======== INPUT DATA ========
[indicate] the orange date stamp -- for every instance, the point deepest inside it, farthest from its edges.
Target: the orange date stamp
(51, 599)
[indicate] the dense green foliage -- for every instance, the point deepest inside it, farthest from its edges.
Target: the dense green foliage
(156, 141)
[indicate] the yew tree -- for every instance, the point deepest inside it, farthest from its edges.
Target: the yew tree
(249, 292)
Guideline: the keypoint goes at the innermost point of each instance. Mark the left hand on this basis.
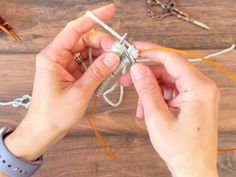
(61, 90)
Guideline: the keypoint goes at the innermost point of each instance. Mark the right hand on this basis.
(182, 128)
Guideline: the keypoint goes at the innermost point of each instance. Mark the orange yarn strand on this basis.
(210, 62)
(100, 139)
(191, 54)
(226, 150)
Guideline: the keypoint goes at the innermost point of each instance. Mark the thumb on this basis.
(101, 68)
(149, 92)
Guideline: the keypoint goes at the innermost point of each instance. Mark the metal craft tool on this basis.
(6, 28)
(122, 39)
(168, 9)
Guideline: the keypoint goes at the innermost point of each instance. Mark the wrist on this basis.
(195, 172)
(30, 139)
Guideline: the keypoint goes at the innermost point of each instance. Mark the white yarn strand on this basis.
(23, 101)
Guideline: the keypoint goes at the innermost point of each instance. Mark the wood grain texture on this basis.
(39, 21)
(78, 154)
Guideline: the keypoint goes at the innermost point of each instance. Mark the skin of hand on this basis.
(180, 106)
(182, 129)
(62, 90)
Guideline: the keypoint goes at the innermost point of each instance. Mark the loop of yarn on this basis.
(23, 101)
(124, 63)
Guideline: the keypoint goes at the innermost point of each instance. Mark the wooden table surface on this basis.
(78, 154)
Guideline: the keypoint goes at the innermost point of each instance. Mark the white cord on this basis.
(24, 101)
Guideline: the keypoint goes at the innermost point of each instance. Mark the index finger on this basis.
(185, 74)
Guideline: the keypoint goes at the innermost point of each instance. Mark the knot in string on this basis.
========
→ WHAT YOU NEED TO DO
Your answer must be the lines from the line containing "[indicate] the yew" through the final line of the data, written out exactly, both ends included and pictures left out.

→ EXPECTED OUTPUT
[indicate] the yew tree -- for every instance, the point deepest inside it, farthest from its edges.
Target: the yew tree
(249, 292)
Guideline: the keypoint goes at the innermost point of each instance. Mark the left hand on this basis.
(61, 90)
Guideline: the keypoint goes at the innermost point of each instance. Mark the right hand on this basis.
(182, 128)
Guideline: the keypoint goes at the innermost point of each instance. Mark the orange yarn strand on this basis.
(210, 62)
(100, 139)
(191, 54)
(226, 150)
Guideline: the keypoint goes at the innermost point of each instance. Mark the thumb on this basis.
(101, 68)
(149, 92)
Guideline: the keypoint goes at the innermost point of each instance. Mark the metal craft tool on this basis.
(6, 28)
(122, 39)
(168, 9)
Guideline: the keypoint goes at the innermost point of each instance. Mark the wrist on this basis.
(195, 172)
(30, 139)
Guideline: the keypoint goes at the innermost point of each instance. Mark the white yarn strand on this basis.
(23, 101)
Guideline: the keypoint goes at the innermost point of each instance. Mark the wood grain texture on this basis.
(39, 21)
(78, 154)
Guideline: the keypoint goes at the innermost point of each instance. Mark the skin of hand on this basis.
(180, 106)
(182, 129)
(62, 90)
Guideline: the keypoint goes at the innermost point of each instance. Mark the loop of yarn on this basis.
(23, 101)
(124, 63)
Guideline: the keypoint goes at the innermost point of each instance. Mark the wooden table surface on this basis.
(78, 154)
Guideline: the keypoint goes at the innermost point of each instance. Mark the white cord on this basis.
(24, 101)
Guideline: the keypoint goes at the innermost point of each instance. Mark the index finger on this basis.
(185, 74)
Guideline: the keypoint goes at the innermost point of each instance. Mark the knot in string on this basis.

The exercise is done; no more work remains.